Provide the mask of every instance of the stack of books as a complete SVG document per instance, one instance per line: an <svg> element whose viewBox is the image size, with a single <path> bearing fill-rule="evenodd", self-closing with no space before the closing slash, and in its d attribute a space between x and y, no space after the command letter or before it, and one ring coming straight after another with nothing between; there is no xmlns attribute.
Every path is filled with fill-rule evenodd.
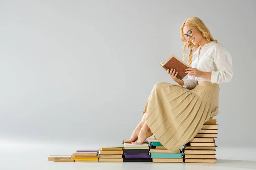
<svg viewBox="0 0 256 170"><path fill-rule="evenodd" d="M79 150L72 154L76 162L98 162L98 150Z"/></svg>
<svg viewBox="0 0 256 170"><path fill-rule="evenodd" d="M153 162L183 162L183 154L180 149L172 152L157 139L149 141L149 151Z"/></svg>
<svg viewBox="0 0 256 170"><path fill-rule="evenodd" d="M213 163L217 159L217 147L214 138L218 134L218 125L211 118L203 125L200 132L183 149L185 163Z"/></svg>
<svg viewBox="0 0 256 170"><path fill-rule="evenodd" d="M133 144L131 142L123 141L124 147L124 162L151 162L147 141L140 144Z"/></svg>
<svg viewBox="0 0 256 170"><path fill-rule="evenodd" d="M74 162L74 159L71 158L71 155L49 155L48 157L48 161L54 162Z"/></svg>
<svg viewBox="0 0 256 170"><path fill-rule="evenodd" d="M99 150L99 162L122 162L123 147L122 146L105 147Z"/></svg>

※

Copy every line above word for word, including the mask outlines, but leave out the picture.

:: Task result ::
Provide the mask of every instance of the stack of books as a complete SVG document per instance, one instance per line: an <svg> element whose viewBox is the image size, with a single <path> bearing fill-rule="evenodd", self-closing with no space before the closing slash, and in its d attribute a space between x and y, no space after the command letter or before it, and one ring coming straight after another with nothing between; there is no xmlns attribute.
Every path is filled with fill-rule evenodd.
<svg viewBox="0 0 256 170"><path fill-rule="evenodd" d="M79 150L72 154L76 162L98 162L98 150Z"/></svg>
<svg viewBox="0 0 256 170"><path fill-rule="evenodd" d="M153 162L183 162L183 154L180 149L172 152L157 139L149 141L149 151Z"/></svg>
<svg viewBox="0 0 256 170"><path fill-rule="evenodd" d="M213 163L217 159L217 147L214 138L218 134L218 125L211 118L203 125L200 132L183 149L185 163Z"/></svg>
<svg viewBox="0 0 256 170"><path fill-rule="evenodd" d="M133 144L131 142L123 141L124 147L124 162L151 162L147 141L140 144Z"/></svg>
<svg viewBox="0 0 256 170"><path fill-rule="evenodd" d="M74 162L74 159L71 158L71 155L49 155L48 157L48 161L54 162Z"/></svg>
<svg viewBox="0 0 256 170"><path fill-rule="evenodd" d="M99 150L99 162L122 162L123 147L122 146L105 147Z"/></svg>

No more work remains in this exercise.